- Exercise requirements
Below are several entries. Transcribe exactly those lines that fall from the one with "negative clicks: (337, 211)" through the one with "positive clicks: (359, 194) (289, 179)", end lines included.

[Stored data]
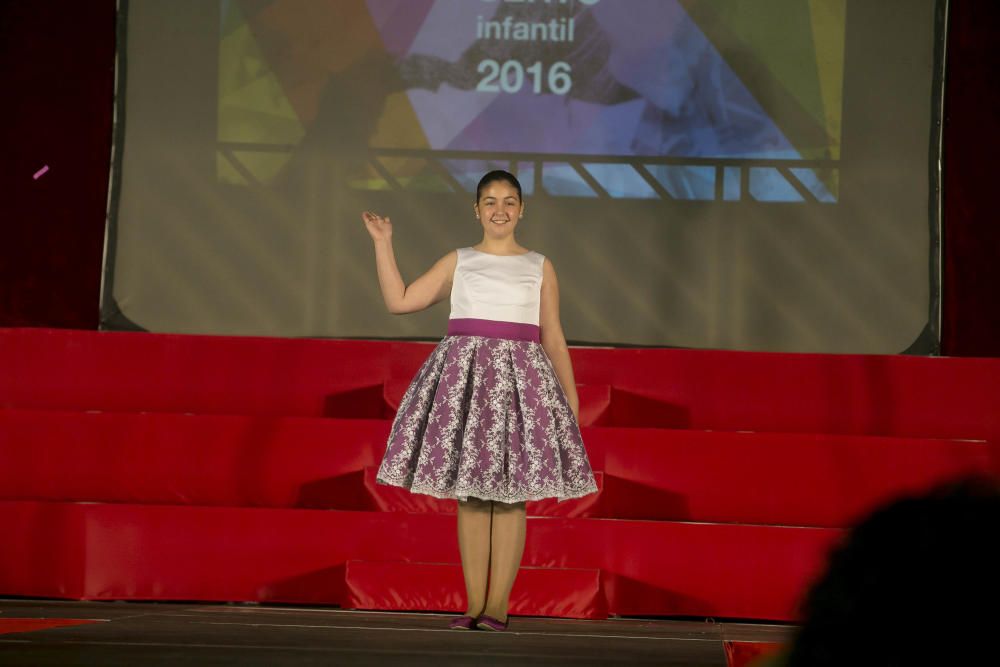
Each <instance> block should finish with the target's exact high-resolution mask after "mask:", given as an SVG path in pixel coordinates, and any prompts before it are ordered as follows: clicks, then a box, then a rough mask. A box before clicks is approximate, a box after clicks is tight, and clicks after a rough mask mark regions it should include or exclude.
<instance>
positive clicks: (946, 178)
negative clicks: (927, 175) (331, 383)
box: [0, 0, 1000, 356]
mask: <svg viewBox="0 0 1000 667" xmlns="http://www.w3.org/2000/svg"><path fill="white" fill-rule="evenodd" d="M998 27H1000V6H998V4H997V3H984V2H976V1H975V0H953V1H952V2H951V11H950V30H949V36H948V49H947V73H946V84H945V127H944V154H943V159H944V165H945V171H944V193H945V196H944V216H943V228H944V236H943V249H944V257H943V271H944V276H943V290H942V302H943V308H942V326H941V330H942V352H943V353H944V354H948V355H954V356H1000V308H998V307H997V304H998V303H1000V266H998V259H1000V258H998V257H997V255H998V252H1000V226H998V225H997V224H996V218H995V216H994V215H993V212H992V211H993V206H994V204H993V202H992V201H990V199H991V198H992V197H991V195H993V193H994V189H995V188H994V186H993V183H992V177H993V172H992V171H991V169H990V168H989V164H990V163H991V162H992V158H993V157H994V156H996V155H1000V132H998V131H997V130H996V129H995V126H994V123H995V121H996V118H998V117H1000V113H998V112H1000V108H998V107H1000V105H998V99H1000V92H998V90H997V89H996V88H995V87H994V85H993V81H992V79H991V75H990V73H991V72H992V71H993V69H994V68H995V67H996V62H995V61H996V58H995V57H994V55H993V49H992V48H991V44H992V43H994V42H995V41H996V38H997V37H1000V34H998V33H1000V30H998ZM114 56H115V2H114V0H88V1H87V2H79V1H78V0H77V1H74V0H0V77H2V78H3V85H2V87H0V90H2V91H3V94H4V103H3V104H2V105H0V109H2V111H0V113H3V114H4V118H3V121H2V122H0V127H2V130H0V131H2V133H3V134H2V144H0V145H2V146H3V148H4V151H3V160H2V167H0V178H2V180H0V183H2V192H3V195H4V196H3V197H2V200H0V221H2V222H0V244H2V246H0V326H39V327H67V328H81V329H94V328H96V327H97V322H98V315H99V310H98V303H99V295H100V283H101V264H102V255H103V245H104V216H105V208H106V200H107V189H108V172H109V163H110V158H111V128H112V113H113V104H112V96H113V90H114ZM44 165H48V166H49V169H50V170H49V172H48V173H47V174H45V175H44V176H42V177H41V178H39V179H38V180H37V181H36V180H33V179H32V174H34V173H35V172H36V171H38V170H39V169H40V168H42V167H43V166H44Z"/></svg>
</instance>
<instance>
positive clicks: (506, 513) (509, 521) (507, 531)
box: [484, 503, 527, 621]
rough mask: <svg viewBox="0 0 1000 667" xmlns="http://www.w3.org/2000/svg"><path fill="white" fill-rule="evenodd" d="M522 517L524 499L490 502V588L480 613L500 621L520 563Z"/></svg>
mask: <svg viewBox="0 0 1000 667" xmlns="http://www.w3.org/2000/svg"><path fill="white" fill-rule="evenodd" d="M526 517H527V513H526V511H525V505H524V503H515V504H512V505H508V504H506V503H493V528H492V536H493V539H492V543H491V546H490V588H489V595H488V596H487V598H486V611H485V612H484V613H486V614H487V615H489V616H492V617H493V618H496V619H498V620H501V621H506V620H507V608H508V607H509V606H510V589H511V588H513V587H514V579H515V578H516V577H517V571H518V569H519V568H520V567H521V556H522V555H523V554H524V535H525V532H526V528H527V518H526Z"/></svg>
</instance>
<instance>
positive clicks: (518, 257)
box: [450, 248, 545, 326]
mask: <svg viewBox="0 0 1000 667" xmlns="http://www.w3.org/2000/svg"><path fill="white" fill-rule="evenodd" d="M544 262H545V255H542V254H539V253H537V252H535V251H533V250H532V251H530V252H527V253H525V254H523V255H491V254H489V253H485V252H479V251H478V250H473V249H472V248H459V249H458V263H457V264H456V266H455V275H454V277H453V279H452V286H451V315H450V318H451V319H453V320H454V319H466V318H470V319H480V320H494V321H499V322H519V323H521V324H534V325H535V326H538V322H539V311H540V306H541V297H542V265H543V264H544Z"/></svg>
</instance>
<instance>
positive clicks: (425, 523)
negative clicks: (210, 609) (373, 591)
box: [0, 501, 840, 620]
mask: <svg viewBox="0 0 1000 667" xmlns="http://www.w3.org/2000/svg"><path fill="white" fill-rule="evenodd" d="M0 525H3V526H4V527H5V529H7V531H8V533H9V534H10V535H15V536H17V539H12V540H5V541H2V540H0V595H19V596H30V597H64V598H65V597H68V598H85V599H95V600H107V599H112V600H115V599H126V600H128V599H133V600H142V599H145V600H257V601H262V602H292V603H319V604H342V602H343V599H344V591H343V587H344V579H345V573H344V567H345V565H344V564H345V563H346V562H347V561H350V560H366V561H377V560H380V559H385V558H387V557H391V558H394V559H399V560H406V561H411V562H425V563H442V562H455V561H457V560H458V557H459V556H458V544H457V541H456V534H455V533H456V531H455V519H454V517H448V516H443V515H436V514H404V513H399V512H392V513H390V512H340V511H322V510H299V509H252V508H234V507H189V506H188V507H185V506H168V505H121V504H116V505H111V504H107V505H105V504H94V503H38V502H3V501H0ZM839 535H840V533H839V531H832V530H825V529H818V528H784V527H770V526H736V525H724V524H704V523H672V522H654V521H614V520H606V519H565V518H558V517H550V518H531V519H529V520H528V536H527V544H526V547H525V552H524V560H523V564H524V565H526V566H531V567H541V568H566V569H574V568H579V569H585V570H589V569H592V570H600V571H601V572H602V575H603V586H604V591H605V594H606V597H607V600H608V609H609V612H610V613H613V614H618V615H624V616H647V615H682V616H713V617H717V618H723V617H731V618H762V619H771V620H791V619H792V618H794V613H795V609H796V605H797V603H798V600H799V598H800V596H801V594H802V591H803V589H804V587H805V586H806V585H807V584H808V582H809V581H811V580H812V578H813V577H814V576H815V575H816V573H817V572H818V571H819V570H820V568H821V567H822V566H823V563H824V554H825V553H826V550H827V549H828V548H829V546H830V544H831V543H832V542H833V541H834V540H835V539H836V538H837V537H839ZM525 581H530V578H529V579H525ZM556 609H557V607H556Z"/></svg>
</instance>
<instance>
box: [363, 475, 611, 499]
mask: <svg viewBox="0 0 1000 667" xmlns="http://www.w3.org/2000/svg"><path fill="white" fill-rule="evenodd" d="M375 481H376V482H377V483H379V484H383V485H385V486H398V487H400V488H403V489H406V490H407V491H409V492H410V493H419V494H420V495H424V496H431V497H433V498H441V499H444V500H465V499H466V498H478V499H479V500H493V501H496V502H499V503H506V504H513V503H523V502H529V501H534V500H546V499H548V498H556V499H557V500H558V501H559V502H562V501H563V500H572V499H573V498H582V497H584V496H589V495H590V494H592V493H597V484H596V483H595V482H594V480H593V478H591V479H590V480H589V483H587V484H584V485H583V486H581V487H579V488H571V487H567V486H565V485H563V486H562V488H558V489H557V488H541V489H537V490H534V491H530V492H529V491H524V490H520V491H515V492H513V493H510V494H505V493H503V492H500V491H497V490H496V489H491V488H486V487H478V488H476V487H465V488H462V489H457V488H452V489H436V488H434V487H433V486H430V485H429V484H420V483H412V482H407V481H405V480H390V479H387V478H385V477H383V476H381V475H379V476H378V477H376V478H375Z"/></svg>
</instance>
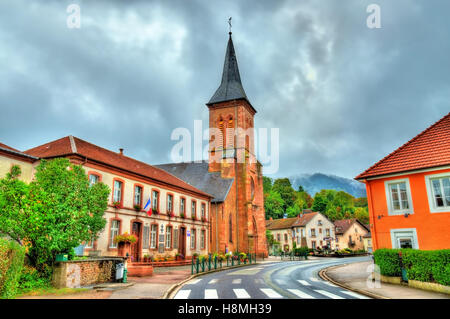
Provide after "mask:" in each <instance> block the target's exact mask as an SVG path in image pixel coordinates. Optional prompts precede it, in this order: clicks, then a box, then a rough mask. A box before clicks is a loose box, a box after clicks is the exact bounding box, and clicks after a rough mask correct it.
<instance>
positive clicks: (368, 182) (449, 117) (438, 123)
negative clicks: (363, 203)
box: [355, 113, 450, 250]
mask: <svg viewBox="0 0 450 319" xmlns="http://www.w3.org/2000/svg"><path fill="white" fill-rule="evenodd" d="M355 179H357V180H359V181H361V182H364V183H365V184H366V190H367V199H368V205H369V213H370V227H371V233H372V238H373V248H374V249H378V248H416V249H426V250H427V249H447V248H450V113H449V114H447V115H446V116H444V117H443V118H442V119H440V120H439V121H438V122H436V123H435V124H433V125H432V126H430V127H429V128H427V129H426V130H425V131H423V132H422V133H420V134H419V135H417V136H416V137H414V138H413V139H412V140H410V141H409V142H407V143H406V144H404V145H403V146H401V147H400V148H398V149H397V150H395V151H394V152H392V153H391V154H389V155H388V156H386V157H385V158H383V159H382V160H380V161H379V162H378V163H376V164H375V165H373V166H372V167H370V168H369V169H367V170H366V171H365V172H363V173H361V174H360V175H358V176H357V177H356V178H355Z"/></svg>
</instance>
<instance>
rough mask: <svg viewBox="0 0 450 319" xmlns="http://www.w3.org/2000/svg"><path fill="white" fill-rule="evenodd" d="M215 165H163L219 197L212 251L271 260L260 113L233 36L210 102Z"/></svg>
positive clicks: (214, 198) (203, 189) (198, 163)
mask: <svg viewBox="0 0 450 319" xmlns="http://www.w3.org/2000/svg"><path fill="white" fill-rule="evenodd" d="M206 106H207V107H208V110H209V128H210V130H211V129H213V131H214V130H215V131H218V132H219V134H217V136H215V135H213V134H211V133H210V149H209V160H208V162H203V163H180V164H166V165H158V167H159V168H162V169H164V170H166V171H167V172H169V173H171V174H173V175H175V176H177V177H179V178H180V179H182V180H184V181H186V182H187V183H188V184H190V185H193V186H195V187H197V188H198V189H200V190H202V191H204V192H206V193H209V194H211V195H213V196H214V198H213V199H212V201H211V212H210V213H211V235H212V236H211V250H212V251H220V252H227V251H231V252H234V251H250V252H256V253H257V254H264V255H267V245H266V227H265V212H264V196H263V174H262V165H261V164H260V163H259V162H258V161H257V160H256V155H255V145H254V117H255V114H256V110H255V108H254V107H253V105H252V104H251V103H250V101H249V99H248V98H247V95H246V94H245V90H244V88H243V86H242V82H241V77H240V74H239V67H238V63H237V58H236V52H235V50H234V45H233V39H232V34H231V32H230V33H229V40H228V45H227V49H226V53H225V62H224V66H223V73H222V82H221V83H220V86H219V88H218V89H217V90H216V92H215V93H214V95H213V96H212V97H211V99H210V100H209V102H208V103H207V104H206Z"/></svg>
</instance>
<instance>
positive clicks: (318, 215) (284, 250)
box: [266, 212, 335, 253]
mask: <svg viewBox="0 0 450 319" xmlns="http://www.w3.org/2000/svg"><path fill="white" fill-rule="evenodd" d="M266 228H267V229H268V230H270V231H271V232H272V234H273V236H274V239H275V240H276V241H277V242H279V245H277V246H276V247H271V252H272V253H273V252H276V250H277V249H281V250H282V251H292V249H293V247H294V243H295V245H296V247H302V246H303V247H304V246H307V247H308V248H311V249H317V248H319V247H320V248H321V249H324V248H327V247H328V248H329V249H334V248H335V237H334V232H335V231H334V224H333V223H332V222H331V221H330V220H329V219H328V218H326V217H325V216H324V215H323V214H321V213H319V212H307V213H302V214H299V215H298V216H297V217H291V218H283V219H270V220H266Z"/></svg>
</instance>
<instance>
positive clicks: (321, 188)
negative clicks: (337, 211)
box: [289, 173, 367, 197]
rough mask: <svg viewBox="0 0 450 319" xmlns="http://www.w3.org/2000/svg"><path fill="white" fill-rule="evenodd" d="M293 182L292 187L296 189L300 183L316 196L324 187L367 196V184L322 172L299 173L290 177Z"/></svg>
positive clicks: (359, 194) (289, 179)
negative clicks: (328, 174) (293, 187)
mask: <svg viewBox="0 0 450 319" xmlns="http://www.w3.org/2000/svg"><path fill="white" fill-rule="evenodd" d="M289 180H290V181H291V183H292V187H294V189H295V190H297V189H298V186H299V185H302V186H303V188H304V189H305V190H306V191H307V192H308V193H309V194H310V195H311V196H313V197H314V195H315V194H316V193H318V192H320V191H321V190H322V189H335V190H337V191H344V192H347V193H349V194H351V195H353V196H354V197H366V196H367V195H366V186H365V185H364V184H363V183H360V182H358V181H355V180H352V179H349V178H345V177H340V176H335V175H327V174H322V173H314V174H299V175H296V176H291V177H289Z"/></svg>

- Answer for the task
negative clicks: (337, 211)
box: [289, 173, 367, 197]
rough mask: <svg viewBox="0 0 450 319" xmlns="http://www.w3.org/2000/svg"><path fill="white" fill-rule="evenodd" d="M293 182L292 187L296 189L300 183L316 196L324 187L367 196V184L322 172L299 173L290 177Z"/></svg>
positive clicks: (359, 194) (289, 179)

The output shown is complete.